● **EXTRACTED TEXT**:
◆ ◆ ◆
Neptune is not visible to the unaided eye and is the only planet in the Solar System found by mathematical prediction rather than by empirical observation. Unexpected changes in the orbit of Uranus led Alexis Bouvard to deduce that its orbit was subject to gravitational perturbation by an unknown planet. Neptune was subsequently observed with a telescope on 23 September 1846 by Johann Galle within a degree of the position predicted by Urbain Le Verrier. Its largest moon, Triton, was discovered shortly thereafter, though none of the planet's remaining known 13 moons were located telescopically until the 20th century. The planet's distance from Earth gives it a very small apparent size, making it challenging to study with Earth-based telescopes. Neptune was visited by Voyager 2, when it flew by the planet on 25 August 1989. The advent of the Hubble Space Telescope and large ground-based telescopes with adaptive optics has recently allowed for additional detailed observations from afar.

Like Jupiter and Saturn, Neptune's atmosphere is composed primarily of hydrogen and helium, along with traces of hydrocarbons and possibly nitrogen, but it contains a higher proportion of "ices" such as water, ammonia, and methane. However, its interior, like that of Uranus, is primarily composed of ices and rock, which is why Uranus and Neptune are normally considered "ice giants" to emphasise this distinction. Traces of methane in the outermost regions in part account for the planet's blue appearance.
◆ ◆ ◆
● **MATERIAL FOR THIS EXERCISE**:

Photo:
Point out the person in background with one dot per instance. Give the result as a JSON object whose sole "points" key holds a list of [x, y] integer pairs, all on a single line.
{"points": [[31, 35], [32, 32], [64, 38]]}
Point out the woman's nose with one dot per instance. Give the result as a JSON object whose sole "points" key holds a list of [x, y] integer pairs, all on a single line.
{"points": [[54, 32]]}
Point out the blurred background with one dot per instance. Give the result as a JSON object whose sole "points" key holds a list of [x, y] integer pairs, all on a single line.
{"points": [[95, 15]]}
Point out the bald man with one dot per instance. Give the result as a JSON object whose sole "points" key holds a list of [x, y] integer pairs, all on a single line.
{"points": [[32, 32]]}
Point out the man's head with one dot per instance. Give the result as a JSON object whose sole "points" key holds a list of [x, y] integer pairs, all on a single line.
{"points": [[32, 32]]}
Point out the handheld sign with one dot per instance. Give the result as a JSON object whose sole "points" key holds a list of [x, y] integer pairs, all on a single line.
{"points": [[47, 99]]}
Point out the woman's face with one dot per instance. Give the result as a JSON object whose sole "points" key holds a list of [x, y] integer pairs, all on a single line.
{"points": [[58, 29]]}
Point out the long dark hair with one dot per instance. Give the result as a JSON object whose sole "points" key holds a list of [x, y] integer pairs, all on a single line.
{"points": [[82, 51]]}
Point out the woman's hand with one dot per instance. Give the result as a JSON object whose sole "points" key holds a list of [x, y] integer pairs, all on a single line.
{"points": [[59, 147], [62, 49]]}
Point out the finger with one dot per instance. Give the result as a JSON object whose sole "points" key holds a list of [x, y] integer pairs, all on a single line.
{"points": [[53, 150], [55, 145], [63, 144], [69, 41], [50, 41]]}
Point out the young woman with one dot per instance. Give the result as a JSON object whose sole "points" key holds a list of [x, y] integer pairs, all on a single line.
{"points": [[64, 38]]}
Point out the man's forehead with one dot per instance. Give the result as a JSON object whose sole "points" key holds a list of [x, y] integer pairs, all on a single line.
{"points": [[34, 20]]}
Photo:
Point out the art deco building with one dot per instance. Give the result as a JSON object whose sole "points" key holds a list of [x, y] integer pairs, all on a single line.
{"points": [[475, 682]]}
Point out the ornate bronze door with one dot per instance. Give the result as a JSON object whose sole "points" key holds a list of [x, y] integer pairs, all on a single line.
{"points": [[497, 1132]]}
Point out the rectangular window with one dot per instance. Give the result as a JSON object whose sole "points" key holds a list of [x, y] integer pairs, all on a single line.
◆ ◆ ◆
● **PROMPT 1**:
According to the Neptune text, on what date did Voyager 2 fly by the planet?
● **PROMPT 2**:
Reproduce the records verbatim from the line with "Point out the man's head" through the last line of the records, with both ends included.

● **CORRECT ANSWER 1**:
25 August 1989

● **CORRECT ANSWER 2**:
Point out the man's head with one dot per instance. Give the result as a JSON object whose sole "points" key holds a list of [x, y] integer pairs, all on a single line.
{"points": [[32, 32]]}
Point out the handheld sign with one dot per instance. Give the result as a JSON object whose sole "points" key holds a list of [x, y] integer pairs, all on a single line.
{"points": [[47, 99]]}
Point out the woman's face with one dot per instance. Give the result as a JSON object whose sole "points" key holds a list of [x, y] integer pairs, all on a single line.
{"points": [[58, 29]]}
Point out the long dark hair with one dot per instance. Give the result as a JSON object whose sole "points" key holds a list of [x, y] integer pairs, all on a single line.
{"points": [[82, 51]]}
Point out the woman's hand with one dot per instance. Give the result as a JSON object whose sole "points" key holds a list of [x, y] integer pairs, all on a single line.
{"points": [[59, 147], [62, 49]]}
Point out the finger with one dot per instance. Give the result as a JSON object whose sole "points" key holds a list of [x, y] integer pairs, all on a single line.
{"points": [[53, 150], [55, 145], [63, 144], [69, 41], [50, 41]]}
Point out the young woman with one dot per instance. Give the result as a JSON object whose sole "points" key holds a list of [x, y] integer pairs, all on a single line.
{"points": [[64, 38]]}
Point out the man's forehead with one dot per instance. Give the result as a JSON object whose sole "points" key holds a list of [x, y] integer pairs, all on a single line.
{"points": [[34, 20]]}
Photo:
Point out the art deco building with one dot per instance. Give the result as a JSON object whose sole "points" key holds a list of [x, y] integer pairs, all on a single line.
{"points": [[475, 682]]}
Point out the ornate bronze door with one dot per instance. Give the result as a JSON object whose sole "points" key holds a list of [x, y] integer pairs, all on a single line.
{"points": [[497, 1132]]}
Point out the rectangular window with one dot per instance. Give the result as a JSON object whose sole "points" key holds a list of [x, y] integer pairs, all on a single line.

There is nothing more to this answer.